Required action:
Check every line below for the string "windows", and copy the lines that contain it.

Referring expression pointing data
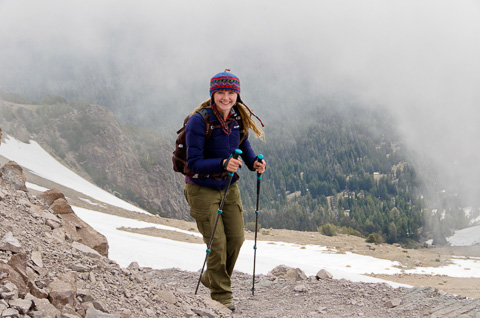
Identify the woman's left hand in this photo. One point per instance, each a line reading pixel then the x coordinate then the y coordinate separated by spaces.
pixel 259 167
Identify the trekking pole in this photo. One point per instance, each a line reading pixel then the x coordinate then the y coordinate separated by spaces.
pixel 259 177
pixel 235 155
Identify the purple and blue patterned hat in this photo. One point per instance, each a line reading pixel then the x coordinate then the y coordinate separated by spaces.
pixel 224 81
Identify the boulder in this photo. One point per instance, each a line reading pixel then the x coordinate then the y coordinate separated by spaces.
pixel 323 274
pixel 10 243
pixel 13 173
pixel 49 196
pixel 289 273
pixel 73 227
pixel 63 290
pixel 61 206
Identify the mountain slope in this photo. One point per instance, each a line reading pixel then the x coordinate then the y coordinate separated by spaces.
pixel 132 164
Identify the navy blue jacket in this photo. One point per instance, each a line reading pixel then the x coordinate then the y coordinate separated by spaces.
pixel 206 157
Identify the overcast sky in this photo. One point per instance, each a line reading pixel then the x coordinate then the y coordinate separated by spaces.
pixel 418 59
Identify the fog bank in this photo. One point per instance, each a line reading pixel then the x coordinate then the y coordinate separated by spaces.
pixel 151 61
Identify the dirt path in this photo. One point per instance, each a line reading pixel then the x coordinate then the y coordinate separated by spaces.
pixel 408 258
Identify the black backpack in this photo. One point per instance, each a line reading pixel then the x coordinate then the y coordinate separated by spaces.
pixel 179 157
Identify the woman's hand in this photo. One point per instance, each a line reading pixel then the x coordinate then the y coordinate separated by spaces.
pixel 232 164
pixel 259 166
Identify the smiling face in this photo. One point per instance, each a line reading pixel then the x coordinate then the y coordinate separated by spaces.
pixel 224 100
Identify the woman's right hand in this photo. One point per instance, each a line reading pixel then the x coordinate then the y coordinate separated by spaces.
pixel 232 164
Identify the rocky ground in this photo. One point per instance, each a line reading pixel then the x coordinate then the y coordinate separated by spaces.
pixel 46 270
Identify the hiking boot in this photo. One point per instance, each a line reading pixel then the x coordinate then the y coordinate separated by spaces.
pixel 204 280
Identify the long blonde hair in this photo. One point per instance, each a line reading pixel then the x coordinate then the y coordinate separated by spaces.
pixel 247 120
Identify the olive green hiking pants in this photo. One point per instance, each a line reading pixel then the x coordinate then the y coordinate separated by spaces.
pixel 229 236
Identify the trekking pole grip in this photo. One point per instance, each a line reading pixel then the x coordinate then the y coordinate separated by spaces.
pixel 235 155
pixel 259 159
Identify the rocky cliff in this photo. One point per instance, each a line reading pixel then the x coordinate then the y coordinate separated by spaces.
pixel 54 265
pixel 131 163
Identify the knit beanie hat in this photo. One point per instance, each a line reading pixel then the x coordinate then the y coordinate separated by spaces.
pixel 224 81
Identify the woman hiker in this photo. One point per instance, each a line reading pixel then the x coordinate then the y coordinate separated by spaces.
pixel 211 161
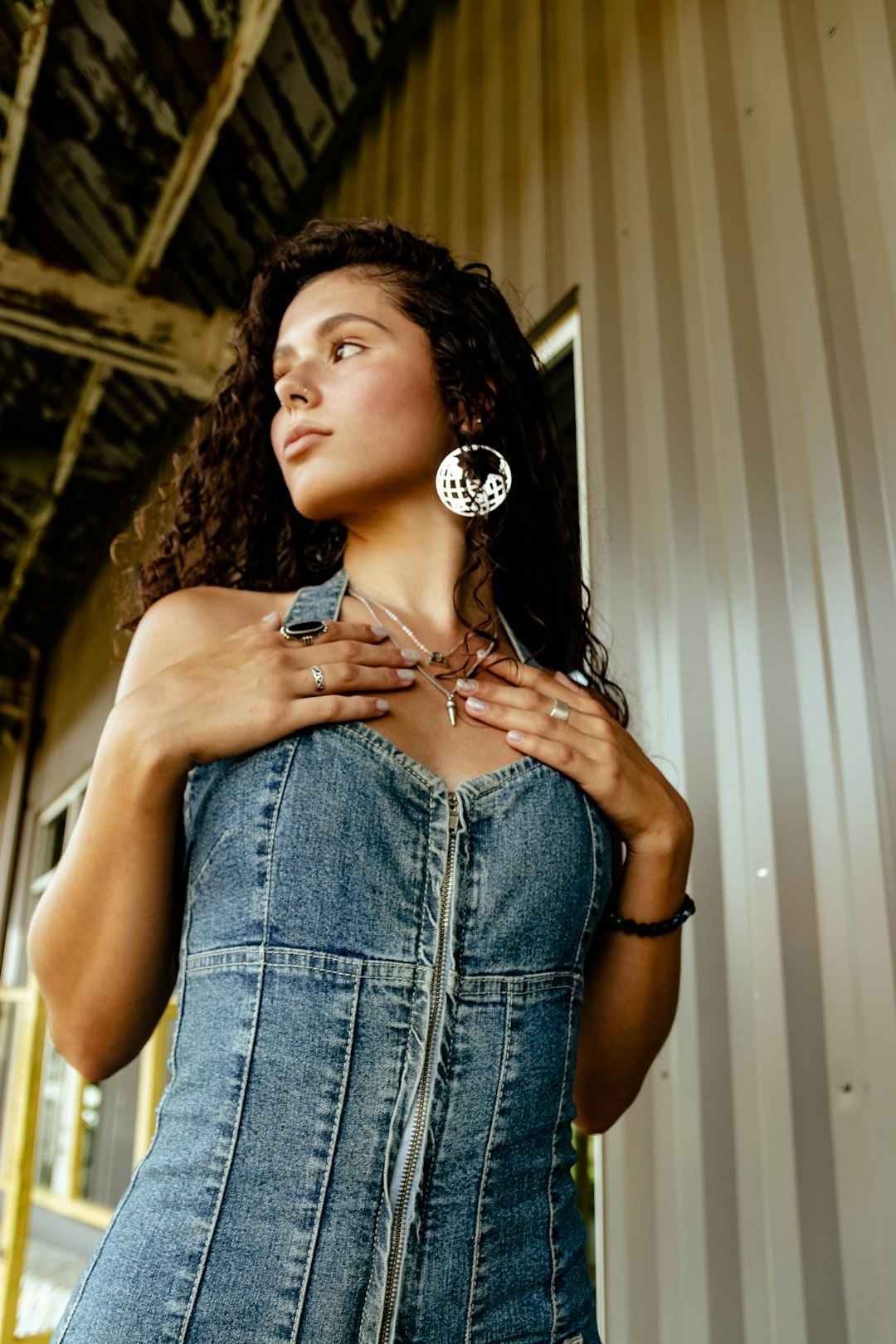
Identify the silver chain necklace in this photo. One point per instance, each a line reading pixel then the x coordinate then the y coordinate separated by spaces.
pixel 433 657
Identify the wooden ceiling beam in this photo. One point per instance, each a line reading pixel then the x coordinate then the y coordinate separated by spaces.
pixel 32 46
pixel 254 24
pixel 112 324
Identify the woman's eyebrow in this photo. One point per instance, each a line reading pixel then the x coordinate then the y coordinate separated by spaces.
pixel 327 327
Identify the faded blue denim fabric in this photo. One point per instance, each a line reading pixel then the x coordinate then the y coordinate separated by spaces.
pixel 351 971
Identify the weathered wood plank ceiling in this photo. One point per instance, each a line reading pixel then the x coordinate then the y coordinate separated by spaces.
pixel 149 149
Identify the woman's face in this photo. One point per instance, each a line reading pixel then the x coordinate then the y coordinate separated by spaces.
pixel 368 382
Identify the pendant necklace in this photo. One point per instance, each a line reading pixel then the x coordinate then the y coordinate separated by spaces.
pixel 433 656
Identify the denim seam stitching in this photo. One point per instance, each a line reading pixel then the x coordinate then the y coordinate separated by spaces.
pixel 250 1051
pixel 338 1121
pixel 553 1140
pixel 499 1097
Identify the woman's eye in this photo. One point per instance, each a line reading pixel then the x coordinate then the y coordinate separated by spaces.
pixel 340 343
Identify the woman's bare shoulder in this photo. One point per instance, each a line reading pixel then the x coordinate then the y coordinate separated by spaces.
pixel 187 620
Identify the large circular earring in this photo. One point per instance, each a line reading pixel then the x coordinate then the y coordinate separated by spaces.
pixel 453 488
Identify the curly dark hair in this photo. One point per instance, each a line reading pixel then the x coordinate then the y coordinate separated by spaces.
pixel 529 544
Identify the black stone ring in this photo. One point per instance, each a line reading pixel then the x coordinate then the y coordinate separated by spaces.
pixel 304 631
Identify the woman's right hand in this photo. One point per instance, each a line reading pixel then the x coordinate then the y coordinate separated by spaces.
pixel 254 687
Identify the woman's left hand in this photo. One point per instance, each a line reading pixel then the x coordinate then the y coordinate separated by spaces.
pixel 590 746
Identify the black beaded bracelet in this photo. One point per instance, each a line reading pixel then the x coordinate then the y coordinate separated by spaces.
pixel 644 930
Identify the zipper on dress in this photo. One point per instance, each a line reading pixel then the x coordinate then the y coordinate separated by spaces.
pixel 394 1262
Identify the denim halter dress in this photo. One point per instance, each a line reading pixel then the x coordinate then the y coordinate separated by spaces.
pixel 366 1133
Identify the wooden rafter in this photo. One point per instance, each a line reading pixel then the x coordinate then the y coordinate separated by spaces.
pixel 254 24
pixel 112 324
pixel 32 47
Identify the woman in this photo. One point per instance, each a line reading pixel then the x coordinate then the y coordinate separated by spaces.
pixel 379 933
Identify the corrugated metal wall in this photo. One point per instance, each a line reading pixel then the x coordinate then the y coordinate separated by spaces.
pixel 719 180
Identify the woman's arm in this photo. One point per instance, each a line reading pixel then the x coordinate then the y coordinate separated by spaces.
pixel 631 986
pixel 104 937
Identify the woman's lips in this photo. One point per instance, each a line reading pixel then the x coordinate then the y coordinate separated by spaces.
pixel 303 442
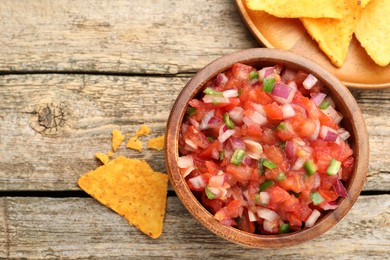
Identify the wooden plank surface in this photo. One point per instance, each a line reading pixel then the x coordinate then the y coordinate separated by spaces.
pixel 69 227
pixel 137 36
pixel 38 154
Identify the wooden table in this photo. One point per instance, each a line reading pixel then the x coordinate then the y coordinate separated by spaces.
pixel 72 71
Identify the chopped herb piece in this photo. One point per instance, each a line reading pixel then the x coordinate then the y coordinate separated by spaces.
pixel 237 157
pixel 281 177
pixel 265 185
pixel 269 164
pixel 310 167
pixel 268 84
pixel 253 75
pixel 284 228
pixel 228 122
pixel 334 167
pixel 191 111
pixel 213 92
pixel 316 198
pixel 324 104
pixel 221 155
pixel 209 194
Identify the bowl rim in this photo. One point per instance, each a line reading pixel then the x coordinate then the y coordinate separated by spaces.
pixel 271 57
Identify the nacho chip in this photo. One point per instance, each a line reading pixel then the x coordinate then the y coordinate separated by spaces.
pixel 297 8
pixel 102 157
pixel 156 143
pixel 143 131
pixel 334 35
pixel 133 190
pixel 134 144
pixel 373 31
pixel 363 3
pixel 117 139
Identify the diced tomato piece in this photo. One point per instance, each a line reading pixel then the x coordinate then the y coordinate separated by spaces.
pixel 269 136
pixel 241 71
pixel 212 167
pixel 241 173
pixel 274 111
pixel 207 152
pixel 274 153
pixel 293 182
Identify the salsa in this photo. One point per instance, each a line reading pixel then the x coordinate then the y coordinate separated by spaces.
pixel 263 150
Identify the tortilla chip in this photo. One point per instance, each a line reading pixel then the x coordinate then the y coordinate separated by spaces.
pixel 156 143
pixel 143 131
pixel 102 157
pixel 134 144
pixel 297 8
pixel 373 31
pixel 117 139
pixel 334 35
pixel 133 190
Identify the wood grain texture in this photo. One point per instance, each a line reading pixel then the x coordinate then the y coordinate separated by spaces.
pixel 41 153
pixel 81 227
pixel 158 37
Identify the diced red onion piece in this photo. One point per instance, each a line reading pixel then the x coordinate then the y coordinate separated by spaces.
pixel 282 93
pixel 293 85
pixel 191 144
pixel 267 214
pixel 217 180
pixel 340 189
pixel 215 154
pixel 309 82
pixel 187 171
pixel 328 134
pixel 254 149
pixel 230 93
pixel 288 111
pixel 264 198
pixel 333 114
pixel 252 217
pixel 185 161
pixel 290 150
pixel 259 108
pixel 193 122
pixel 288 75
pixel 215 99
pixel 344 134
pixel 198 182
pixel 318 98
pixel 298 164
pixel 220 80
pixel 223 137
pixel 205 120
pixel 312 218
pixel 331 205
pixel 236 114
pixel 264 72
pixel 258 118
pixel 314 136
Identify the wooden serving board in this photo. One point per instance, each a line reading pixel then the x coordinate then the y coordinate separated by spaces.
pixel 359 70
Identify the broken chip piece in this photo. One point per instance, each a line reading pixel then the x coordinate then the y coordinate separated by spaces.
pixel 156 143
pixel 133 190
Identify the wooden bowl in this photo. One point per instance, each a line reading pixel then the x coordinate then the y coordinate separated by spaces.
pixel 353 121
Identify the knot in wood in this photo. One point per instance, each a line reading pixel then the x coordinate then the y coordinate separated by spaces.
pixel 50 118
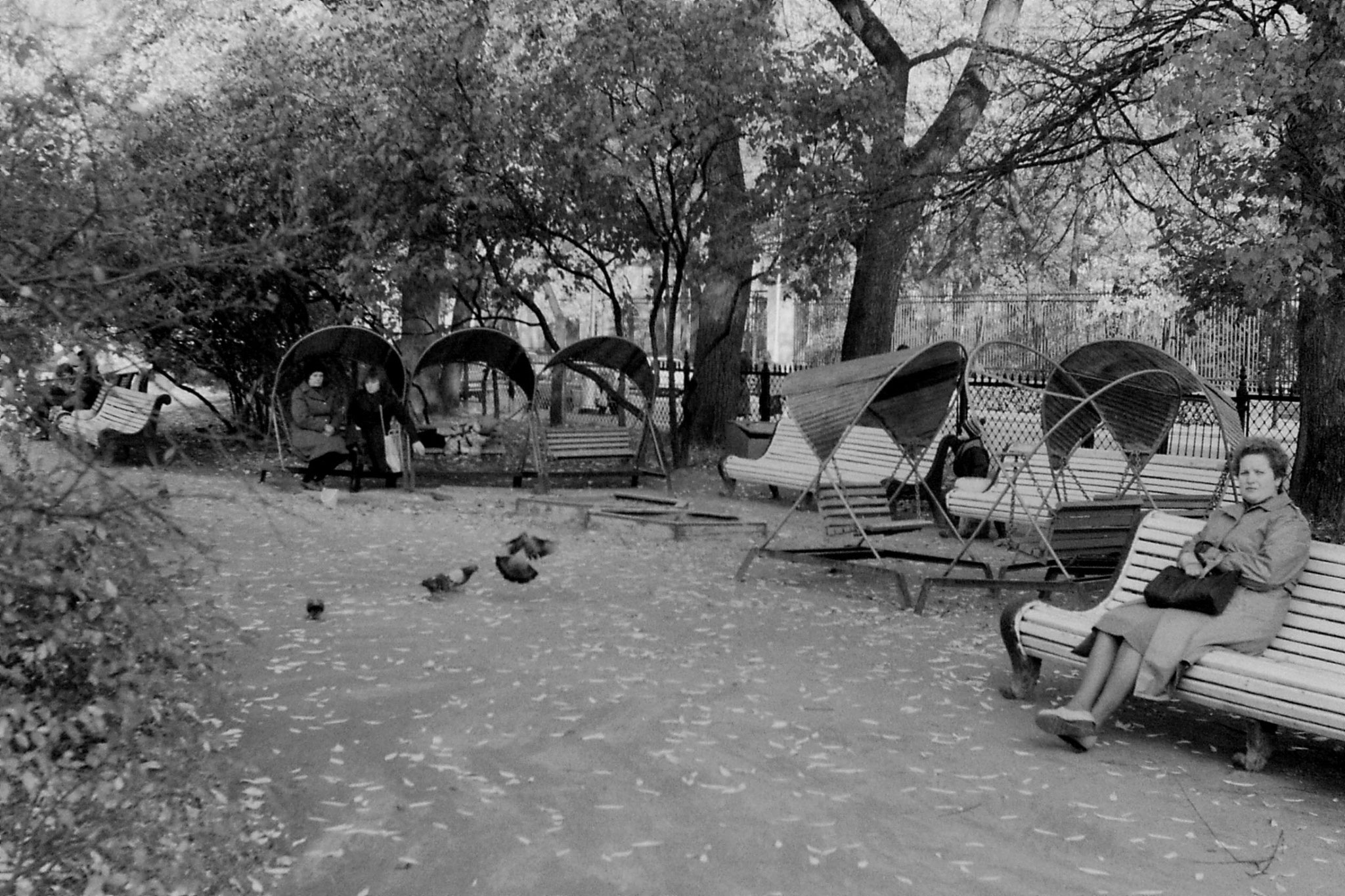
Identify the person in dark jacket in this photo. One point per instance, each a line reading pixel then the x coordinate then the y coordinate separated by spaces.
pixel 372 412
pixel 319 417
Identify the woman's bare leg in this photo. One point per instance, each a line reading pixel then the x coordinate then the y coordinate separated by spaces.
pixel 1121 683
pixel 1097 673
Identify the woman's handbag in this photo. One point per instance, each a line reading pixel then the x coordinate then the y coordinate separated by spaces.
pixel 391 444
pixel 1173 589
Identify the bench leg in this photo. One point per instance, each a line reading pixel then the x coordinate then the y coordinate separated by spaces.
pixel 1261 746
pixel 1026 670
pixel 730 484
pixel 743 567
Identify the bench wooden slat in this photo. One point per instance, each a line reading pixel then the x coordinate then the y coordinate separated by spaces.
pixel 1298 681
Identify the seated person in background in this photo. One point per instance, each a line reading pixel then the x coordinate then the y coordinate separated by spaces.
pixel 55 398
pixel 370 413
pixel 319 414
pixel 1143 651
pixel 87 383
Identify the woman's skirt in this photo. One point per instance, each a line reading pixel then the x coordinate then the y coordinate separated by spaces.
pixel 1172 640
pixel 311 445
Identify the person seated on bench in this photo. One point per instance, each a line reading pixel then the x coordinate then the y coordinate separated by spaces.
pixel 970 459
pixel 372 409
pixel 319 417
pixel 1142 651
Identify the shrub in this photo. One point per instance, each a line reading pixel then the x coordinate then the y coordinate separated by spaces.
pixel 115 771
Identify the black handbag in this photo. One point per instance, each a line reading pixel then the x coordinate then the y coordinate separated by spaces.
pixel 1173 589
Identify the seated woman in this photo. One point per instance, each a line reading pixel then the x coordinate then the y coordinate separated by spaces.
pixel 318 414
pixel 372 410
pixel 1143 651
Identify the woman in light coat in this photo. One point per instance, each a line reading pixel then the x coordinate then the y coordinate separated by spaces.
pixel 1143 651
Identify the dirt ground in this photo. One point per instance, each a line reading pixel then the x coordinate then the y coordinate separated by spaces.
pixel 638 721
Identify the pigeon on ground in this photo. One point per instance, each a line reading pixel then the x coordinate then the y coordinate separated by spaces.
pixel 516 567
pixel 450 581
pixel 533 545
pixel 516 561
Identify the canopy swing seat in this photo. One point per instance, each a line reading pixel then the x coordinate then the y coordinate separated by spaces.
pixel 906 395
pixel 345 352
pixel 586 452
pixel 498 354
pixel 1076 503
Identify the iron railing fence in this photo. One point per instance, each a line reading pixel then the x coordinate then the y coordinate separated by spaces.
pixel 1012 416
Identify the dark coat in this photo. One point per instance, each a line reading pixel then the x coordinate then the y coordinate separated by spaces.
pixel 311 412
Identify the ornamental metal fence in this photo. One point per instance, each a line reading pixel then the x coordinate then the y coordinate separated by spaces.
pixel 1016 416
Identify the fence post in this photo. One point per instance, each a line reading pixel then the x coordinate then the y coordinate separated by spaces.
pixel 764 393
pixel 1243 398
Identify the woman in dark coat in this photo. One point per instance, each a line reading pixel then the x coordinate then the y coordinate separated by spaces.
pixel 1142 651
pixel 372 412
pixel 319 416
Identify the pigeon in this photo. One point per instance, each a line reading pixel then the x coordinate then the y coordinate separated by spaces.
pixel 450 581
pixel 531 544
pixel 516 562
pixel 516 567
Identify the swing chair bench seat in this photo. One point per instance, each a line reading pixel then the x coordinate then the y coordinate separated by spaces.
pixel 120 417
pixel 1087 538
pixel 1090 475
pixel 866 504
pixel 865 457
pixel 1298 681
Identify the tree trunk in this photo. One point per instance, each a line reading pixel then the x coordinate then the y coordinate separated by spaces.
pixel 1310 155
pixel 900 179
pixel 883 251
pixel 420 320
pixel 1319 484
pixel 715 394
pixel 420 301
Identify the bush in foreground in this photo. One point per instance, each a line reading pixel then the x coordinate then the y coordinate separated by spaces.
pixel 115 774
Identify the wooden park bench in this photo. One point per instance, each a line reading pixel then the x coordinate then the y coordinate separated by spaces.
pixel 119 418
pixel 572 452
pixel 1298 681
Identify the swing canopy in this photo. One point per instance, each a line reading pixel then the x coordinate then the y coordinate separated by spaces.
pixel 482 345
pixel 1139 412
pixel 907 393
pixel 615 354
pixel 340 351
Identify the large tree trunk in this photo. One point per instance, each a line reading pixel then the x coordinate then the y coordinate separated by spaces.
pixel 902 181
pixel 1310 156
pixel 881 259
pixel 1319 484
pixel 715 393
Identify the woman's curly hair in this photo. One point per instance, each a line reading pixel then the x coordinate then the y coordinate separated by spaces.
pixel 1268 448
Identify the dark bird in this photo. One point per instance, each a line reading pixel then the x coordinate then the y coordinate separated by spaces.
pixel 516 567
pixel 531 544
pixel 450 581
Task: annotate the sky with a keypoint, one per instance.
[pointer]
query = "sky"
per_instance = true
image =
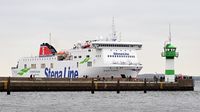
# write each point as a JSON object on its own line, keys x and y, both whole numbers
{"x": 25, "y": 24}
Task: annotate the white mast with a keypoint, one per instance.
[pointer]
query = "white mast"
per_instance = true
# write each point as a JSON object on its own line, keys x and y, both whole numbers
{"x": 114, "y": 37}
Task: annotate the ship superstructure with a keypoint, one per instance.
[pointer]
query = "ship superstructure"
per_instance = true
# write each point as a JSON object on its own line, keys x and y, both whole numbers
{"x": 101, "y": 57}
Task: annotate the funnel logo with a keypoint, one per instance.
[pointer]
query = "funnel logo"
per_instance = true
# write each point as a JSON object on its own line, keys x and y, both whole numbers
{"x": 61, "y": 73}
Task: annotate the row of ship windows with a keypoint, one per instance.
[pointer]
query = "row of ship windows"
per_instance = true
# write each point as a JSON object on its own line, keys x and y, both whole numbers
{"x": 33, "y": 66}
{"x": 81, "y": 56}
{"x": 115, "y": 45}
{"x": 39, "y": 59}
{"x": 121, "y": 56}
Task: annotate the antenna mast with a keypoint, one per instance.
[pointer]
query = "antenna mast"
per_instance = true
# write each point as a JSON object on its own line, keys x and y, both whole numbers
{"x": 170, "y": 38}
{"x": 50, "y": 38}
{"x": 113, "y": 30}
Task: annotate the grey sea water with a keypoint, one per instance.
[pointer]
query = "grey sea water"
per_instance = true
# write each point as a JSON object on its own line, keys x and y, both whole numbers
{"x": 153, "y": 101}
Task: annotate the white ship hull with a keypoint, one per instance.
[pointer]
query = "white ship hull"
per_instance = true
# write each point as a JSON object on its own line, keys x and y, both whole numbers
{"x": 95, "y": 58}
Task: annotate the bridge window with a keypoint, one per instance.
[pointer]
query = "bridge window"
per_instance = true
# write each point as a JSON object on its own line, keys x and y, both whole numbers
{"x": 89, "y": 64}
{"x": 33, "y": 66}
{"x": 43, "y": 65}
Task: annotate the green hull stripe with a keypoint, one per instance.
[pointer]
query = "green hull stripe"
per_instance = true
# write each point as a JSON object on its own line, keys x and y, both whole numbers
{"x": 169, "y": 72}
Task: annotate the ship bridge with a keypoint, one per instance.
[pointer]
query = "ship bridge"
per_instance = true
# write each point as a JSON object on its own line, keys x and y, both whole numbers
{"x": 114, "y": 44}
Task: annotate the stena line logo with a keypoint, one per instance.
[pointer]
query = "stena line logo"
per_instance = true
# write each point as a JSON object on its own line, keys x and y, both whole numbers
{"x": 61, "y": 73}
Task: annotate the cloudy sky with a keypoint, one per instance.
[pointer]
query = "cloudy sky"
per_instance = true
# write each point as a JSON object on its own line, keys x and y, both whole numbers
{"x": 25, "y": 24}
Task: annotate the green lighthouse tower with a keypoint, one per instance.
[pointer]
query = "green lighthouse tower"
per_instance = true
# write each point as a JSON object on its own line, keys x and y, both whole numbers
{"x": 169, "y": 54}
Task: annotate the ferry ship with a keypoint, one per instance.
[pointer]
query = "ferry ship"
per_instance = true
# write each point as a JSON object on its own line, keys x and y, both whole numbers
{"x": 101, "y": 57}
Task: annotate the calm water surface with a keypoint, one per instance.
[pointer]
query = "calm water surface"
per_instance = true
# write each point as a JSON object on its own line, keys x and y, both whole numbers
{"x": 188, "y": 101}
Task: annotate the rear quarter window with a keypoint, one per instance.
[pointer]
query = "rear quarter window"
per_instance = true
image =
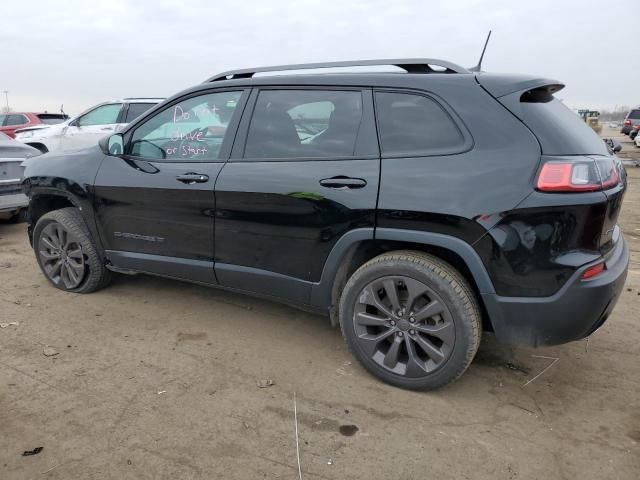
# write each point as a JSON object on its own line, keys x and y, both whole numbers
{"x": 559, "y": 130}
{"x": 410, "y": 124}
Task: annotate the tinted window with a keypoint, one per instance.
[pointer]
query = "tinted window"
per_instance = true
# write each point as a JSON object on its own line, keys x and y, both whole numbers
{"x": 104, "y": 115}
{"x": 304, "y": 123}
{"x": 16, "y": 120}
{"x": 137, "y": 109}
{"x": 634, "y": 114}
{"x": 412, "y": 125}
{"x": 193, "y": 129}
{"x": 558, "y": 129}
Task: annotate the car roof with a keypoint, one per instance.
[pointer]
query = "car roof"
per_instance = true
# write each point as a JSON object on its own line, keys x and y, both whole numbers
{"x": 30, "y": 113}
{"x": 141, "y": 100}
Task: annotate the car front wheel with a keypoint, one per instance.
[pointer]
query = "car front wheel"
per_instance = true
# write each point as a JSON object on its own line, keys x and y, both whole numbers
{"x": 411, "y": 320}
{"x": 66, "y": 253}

Solution:
Task: annotate the row of ship windows with a keypoint, one per instance.
query = "row of ship windows"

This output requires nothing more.